* Problem description
From the entries below, tally the lines with "mask" in them and reply with that figure only.
——
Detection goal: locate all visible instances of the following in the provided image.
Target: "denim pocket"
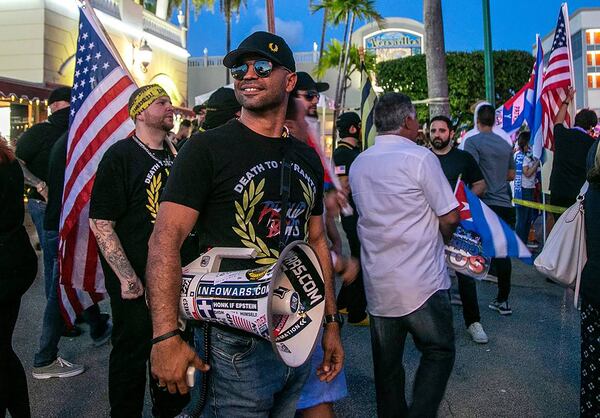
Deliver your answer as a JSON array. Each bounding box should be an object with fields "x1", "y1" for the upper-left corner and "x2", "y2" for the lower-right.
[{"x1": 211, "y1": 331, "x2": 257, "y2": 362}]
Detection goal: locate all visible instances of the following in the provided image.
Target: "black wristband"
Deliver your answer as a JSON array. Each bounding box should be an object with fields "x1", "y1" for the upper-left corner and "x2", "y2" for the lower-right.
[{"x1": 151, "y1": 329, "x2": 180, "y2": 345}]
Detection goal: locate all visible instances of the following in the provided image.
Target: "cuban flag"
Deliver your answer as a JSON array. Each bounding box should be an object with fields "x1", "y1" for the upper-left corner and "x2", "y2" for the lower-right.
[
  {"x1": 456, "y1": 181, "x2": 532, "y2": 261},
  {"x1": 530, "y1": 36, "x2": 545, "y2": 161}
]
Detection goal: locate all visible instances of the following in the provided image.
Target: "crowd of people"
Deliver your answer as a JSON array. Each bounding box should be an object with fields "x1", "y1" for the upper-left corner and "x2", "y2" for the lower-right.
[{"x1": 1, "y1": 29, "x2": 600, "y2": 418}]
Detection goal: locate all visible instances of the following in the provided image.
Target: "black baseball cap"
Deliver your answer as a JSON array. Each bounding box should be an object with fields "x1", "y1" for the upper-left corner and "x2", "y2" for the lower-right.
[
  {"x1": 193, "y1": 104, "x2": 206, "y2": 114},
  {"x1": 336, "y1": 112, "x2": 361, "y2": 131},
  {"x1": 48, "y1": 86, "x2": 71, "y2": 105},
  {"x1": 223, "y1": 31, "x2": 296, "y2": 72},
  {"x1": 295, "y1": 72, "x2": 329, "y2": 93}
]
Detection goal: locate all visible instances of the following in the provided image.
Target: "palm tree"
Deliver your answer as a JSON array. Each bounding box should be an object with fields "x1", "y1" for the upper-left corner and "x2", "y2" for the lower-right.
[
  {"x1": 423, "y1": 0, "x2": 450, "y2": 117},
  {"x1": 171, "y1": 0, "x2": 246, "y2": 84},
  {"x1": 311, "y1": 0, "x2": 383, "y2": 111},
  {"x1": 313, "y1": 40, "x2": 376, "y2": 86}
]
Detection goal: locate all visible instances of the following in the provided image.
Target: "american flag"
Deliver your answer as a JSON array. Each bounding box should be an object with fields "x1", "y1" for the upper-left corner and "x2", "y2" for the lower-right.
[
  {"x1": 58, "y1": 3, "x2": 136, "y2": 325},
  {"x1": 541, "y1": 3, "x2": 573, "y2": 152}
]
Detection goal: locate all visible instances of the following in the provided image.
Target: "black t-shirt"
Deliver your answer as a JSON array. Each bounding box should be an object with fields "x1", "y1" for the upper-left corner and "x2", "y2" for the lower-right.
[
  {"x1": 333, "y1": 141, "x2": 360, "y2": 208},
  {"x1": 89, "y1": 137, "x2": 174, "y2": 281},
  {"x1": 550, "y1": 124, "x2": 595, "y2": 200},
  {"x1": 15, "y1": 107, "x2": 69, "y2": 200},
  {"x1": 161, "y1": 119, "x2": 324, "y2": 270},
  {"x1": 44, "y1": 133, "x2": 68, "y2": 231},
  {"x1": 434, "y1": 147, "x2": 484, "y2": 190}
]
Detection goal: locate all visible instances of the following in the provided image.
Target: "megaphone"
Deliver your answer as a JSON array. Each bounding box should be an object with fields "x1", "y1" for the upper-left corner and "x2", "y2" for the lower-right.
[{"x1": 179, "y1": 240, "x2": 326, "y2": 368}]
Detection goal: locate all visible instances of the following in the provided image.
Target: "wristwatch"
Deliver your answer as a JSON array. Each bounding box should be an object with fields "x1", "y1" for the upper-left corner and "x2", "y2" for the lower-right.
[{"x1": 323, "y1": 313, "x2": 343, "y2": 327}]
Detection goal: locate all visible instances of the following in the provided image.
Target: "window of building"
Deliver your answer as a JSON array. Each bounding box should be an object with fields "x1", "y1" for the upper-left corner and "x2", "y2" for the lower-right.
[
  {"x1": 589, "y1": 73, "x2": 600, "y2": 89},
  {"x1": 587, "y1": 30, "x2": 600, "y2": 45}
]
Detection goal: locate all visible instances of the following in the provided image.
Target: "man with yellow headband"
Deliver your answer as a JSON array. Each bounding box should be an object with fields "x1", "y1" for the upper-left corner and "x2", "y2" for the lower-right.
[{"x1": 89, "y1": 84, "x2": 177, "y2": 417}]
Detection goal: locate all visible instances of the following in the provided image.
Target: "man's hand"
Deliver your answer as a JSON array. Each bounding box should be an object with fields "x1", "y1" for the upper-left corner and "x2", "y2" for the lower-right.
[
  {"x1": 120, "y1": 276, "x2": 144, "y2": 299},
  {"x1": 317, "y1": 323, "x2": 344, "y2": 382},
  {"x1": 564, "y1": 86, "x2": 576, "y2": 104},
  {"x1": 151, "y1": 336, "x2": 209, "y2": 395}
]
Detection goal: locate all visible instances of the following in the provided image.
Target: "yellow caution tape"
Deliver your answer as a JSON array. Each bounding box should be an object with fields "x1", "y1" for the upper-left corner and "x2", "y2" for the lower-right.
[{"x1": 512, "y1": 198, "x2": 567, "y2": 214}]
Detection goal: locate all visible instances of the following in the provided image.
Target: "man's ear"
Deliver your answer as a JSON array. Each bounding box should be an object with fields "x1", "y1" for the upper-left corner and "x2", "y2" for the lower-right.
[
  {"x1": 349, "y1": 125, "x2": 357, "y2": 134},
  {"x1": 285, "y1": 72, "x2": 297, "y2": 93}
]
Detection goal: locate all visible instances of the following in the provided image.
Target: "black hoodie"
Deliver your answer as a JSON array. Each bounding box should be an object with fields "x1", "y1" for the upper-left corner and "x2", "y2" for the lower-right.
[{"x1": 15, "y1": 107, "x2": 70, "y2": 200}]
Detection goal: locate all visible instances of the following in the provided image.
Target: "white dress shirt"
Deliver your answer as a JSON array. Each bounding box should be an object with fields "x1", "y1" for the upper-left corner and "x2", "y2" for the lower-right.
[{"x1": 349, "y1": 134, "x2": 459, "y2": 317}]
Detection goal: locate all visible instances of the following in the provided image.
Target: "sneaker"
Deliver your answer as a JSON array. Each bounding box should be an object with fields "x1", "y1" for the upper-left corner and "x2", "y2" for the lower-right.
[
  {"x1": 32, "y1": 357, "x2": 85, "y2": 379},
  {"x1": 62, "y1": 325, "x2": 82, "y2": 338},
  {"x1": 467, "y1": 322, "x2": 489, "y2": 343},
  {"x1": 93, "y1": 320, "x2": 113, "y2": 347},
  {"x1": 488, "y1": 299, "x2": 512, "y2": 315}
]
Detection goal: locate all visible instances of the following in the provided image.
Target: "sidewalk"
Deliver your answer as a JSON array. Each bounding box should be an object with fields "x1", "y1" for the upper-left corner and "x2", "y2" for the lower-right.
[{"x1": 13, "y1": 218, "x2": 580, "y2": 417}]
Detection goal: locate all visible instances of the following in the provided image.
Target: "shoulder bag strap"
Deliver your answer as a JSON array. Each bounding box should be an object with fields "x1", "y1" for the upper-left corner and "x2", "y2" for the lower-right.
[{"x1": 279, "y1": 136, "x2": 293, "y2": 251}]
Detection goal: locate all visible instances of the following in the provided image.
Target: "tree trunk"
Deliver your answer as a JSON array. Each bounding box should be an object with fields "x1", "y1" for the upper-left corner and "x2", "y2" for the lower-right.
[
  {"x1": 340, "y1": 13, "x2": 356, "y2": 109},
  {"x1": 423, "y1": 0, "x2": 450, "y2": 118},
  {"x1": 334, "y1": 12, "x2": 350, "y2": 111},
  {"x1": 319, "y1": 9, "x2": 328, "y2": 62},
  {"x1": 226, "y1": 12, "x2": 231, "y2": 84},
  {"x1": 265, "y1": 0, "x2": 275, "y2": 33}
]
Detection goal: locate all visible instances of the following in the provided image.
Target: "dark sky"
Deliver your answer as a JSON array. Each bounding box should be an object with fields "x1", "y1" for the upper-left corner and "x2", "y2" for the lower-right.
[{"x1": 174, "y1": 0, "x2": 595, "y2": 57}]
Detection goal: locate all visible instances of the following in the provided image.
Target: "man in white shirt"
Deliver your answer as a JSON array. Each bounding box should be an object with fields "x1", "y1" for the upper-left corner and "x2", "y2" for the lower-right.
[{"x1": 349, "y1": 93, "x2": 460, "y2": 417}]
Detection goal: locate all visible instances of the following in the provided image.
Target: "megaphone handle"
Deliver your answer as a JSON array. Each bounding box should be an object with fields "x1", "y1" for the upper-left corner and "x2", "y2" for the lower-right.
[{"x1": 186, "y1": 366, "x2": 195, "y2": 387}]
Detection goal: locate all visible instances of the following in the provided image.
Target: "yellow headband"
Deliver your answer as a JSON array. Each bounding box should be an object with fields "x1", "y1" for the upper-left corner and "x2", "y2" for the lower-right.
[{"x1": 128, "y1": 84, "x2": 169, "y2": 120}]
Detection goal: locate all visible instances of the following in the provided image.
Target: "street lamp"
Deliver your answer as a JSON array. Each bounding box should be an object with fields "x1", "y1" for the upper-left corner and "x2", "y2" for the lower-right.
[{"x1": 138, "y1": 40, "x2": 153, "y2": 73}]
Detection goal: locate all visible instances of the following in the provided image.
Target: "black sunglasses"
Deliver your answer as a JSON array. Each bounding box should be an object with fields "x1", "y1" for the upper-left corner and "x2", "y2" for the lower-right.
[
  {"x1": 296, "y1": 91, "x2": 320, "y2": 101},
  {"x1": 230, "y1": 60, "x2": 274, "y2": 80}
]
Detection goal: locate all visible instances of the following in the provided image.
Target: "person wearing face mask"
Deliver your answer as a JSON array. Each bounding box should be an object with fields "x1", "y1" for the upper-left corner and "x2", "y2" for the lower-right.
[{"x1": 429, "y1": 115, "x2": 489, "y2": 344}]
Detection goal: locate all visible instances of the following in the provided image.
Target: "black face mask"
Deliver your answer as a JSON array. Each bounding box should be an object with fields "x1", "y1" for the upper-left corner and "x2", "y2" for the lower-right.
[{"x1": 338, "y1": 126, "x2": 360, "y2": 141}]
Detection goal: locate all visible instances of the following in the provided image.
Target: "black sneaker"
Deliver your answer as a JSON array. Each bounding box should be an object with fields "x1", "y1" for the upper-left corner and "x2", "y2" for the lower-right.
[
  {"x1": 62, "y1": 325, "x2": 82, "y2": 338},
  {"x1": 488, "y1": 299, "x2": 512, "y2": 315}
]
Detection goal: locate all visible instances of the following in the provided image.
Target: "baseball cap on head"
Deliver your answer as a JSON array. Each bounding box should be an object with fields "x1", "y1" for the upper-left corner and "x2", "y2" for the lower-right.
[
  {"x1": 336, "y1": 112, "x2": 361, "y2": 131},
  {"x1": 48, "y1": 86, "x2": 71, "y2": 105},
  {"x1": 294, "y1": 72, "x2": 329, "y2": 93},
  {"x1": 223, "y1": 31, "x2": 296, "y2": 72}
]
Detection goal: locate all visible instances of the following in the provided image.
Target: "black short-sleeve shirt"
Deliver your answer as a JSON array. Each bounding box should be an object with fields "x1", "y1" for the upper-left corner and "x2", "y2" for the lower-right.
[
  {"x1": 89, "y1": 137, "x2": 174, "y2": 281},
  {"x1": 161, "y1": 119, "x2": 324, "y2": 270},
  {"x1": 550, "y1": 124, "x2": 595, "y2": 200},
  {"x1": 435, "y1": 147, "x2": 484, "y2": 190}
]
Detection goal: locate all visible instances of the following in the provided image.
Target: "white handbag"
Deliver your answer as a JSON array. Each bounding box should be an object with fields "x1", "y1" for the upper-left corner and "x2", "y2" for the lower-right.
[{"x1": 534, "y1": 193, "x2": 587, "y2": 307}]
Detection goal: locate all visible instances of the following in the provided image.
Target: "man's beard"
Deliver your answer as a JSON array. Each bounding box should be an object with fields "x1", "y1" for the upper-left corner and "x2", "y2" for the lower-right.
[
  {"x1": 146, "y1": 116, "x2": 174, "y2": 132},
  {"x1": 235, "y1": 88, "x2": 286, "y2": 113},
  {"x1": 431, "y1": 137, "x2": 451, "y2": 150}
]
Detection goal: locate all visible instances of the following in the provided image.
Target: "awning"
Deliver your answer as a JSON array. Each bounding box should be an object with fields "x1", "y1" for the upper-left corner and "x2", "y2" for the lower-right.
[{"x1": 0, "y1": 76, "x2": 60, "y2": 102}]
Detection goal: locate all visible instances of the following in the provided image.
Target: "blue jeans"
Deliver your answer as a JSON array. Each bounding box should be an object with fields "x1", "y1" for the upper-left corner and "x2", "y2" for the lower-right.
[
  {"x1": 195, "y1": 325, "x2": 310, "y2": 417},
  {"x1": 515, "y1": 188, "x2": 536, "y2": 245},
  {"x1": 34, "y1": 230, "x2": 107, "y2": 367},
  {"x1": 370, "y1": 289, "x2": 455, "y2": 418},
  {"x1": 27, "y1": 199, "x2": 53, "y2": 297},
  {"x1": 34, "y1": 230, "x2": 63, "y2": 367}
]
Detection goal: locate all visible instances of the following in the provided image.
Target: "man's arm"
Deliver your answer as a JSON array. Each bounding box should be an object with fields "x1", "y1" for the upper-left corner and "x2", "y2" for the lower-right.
——
* Task response
2